> Exercise input
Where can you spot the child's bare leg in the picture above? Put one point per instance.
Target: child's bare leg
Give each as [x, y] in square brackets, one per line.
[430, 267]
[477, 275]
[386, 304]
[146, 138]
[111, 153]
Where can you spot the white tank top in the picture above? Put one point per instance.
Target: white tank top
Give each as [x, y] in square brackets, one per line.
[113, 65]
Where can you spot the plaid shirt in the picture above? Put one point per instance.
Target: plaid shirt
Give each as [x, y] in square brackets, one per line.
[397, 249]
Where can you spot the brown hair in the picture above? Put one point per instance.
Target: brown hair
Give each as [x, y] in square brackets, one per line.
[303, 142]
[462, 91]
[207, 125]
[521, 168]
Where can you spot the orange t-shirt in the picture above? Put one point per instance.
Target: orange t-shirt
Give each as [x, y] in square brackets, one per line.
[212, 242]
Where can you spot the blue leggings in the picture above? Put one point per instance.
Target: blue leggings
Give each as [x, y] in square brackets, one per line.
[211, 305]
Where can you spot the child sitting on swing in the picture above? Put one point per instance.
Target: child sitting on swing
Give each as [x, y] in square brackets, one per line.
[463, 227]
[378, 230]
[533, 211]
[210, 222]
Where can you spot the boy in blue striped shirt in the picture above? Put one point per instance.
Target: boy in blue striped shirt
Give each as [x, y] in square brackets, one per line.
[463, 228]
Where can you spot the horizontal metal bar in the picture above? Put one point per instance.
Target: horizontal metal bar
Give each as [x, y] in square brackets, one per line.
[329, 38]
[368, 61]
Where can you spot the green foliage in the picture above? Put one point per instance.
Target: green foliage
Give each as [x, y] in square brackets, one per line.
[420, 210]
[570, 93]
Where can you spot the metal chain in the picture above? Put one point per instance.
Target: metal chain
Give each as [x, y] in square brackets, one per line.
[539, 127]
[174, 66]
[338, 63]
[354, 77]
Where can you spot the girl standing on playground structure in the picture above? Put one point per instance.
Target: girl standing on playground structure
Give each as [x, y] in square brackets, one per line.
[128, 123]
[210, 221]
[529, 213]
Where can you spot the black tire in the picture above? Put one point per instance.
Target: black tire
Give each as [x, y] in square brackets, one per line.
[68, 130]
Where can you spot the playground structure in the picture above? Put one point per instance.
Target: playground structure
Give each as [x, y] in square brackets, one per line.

> Problem
Set out every line of the records above as a numbered list, omitting any blank lines.

> Result for this task
1. Where can you spot the child's bare leg in the picture above? Put one point per instance.
2. Target: child's bare leg
3. Give each as [x, y] in square brackets, one per line.
4. [430, 267]
5. [477, 275]
6. [386, 304]
7. [146, 138]
8. [111, 153]
9. Where can you spot the white tank top in the picture above? Put one point per instance.
10. Target: white tank top
11. Give each as [x, y] in square brackets, one per line.
12. [113, 65]
13. Where can you spot the plaid shirt in the picture above? Put one point per instance.
14. Target: plaid shirt
15. Give each as [x, y] in square brackets, one per line.
16. [397, 249]
17. Where can you spot the brown hair in the picture above? Put one point per instance.
18. Target: brown hair
19. Give each as [x, y] in square brackets, one per line.
20. [303, 142]
21. [462, 91]
22. [207, 125]
23. [521, 168]
24. Where can you spot the orange t-shirt in the picture above? Put one point per instance.
25. Target: orange t-shirt
26. Give each as [x, y] in square brackets, one per line.
27. [212, 242]
28. Where can you spot the blue leggings in the picture above? Put one point per instance.
29. Target: blue leggings
30. Give each as [x, y] in square brackets, one per line.
31. [211, 305]
32. Where can you spot the child sitting on swing in the picture above? Put one point per instance.
33. Target: child sitting on swing
34. Give each as [x, y] in square brackets, one per line.
35. [463, 227]
36. [378, 230]
37. [533, 211]
38. [210, 222]
39. Where can you spot the boy in blue striped shirt in the picture above? Put one point per instance.
40. Target: boy in blue striped shirt
41. Give each as [x, y] in square brackets, one per line.
42. [463, 228]
43. Where can you spot the horizontal metal bar in the picture above? Put one point per instance.
44. Target: horizontal metal bar
45. Give each as [x, y] in square brackets, one per line.
46. [329, 38]
47. [368, 61]
48. Where can you spot the green foliage in the picture above? Put one point per instance.
49. Target: green foliage
50. Give each as [x, y] in square brackets, one per line.
51. [420, 210]
52. [570, 93]
53. Where can you spot the metal chain in the picture above? Put one point per instance.
54. Target: metal chain
55. Give each as [x, y] in square brackets, one per line.
56. [539, 127]
57. [174, 66]
58. [338, 63]
59. [354, 77]
60. Where can you spot the girl standing on playground structure in the picture above? Put one point per instance.
61. Target: girl standing on playground structure
62. Give each as [x, y] in square brackets, one per line.
63. [128, 123]
64. [210, 221]
65. [529, 213]
66. Where can you spot the black tire in the picture above? Put one point per instance.
67. Target: black tire
68. Give each as [x, y] in square brackets, one per line.
69. [68, 130]
70. Where can you spot the playground structure in the picture above? Put one point per instance.
71. Target: playground structure
72. Give each as [x, y] in square brackets, one per line.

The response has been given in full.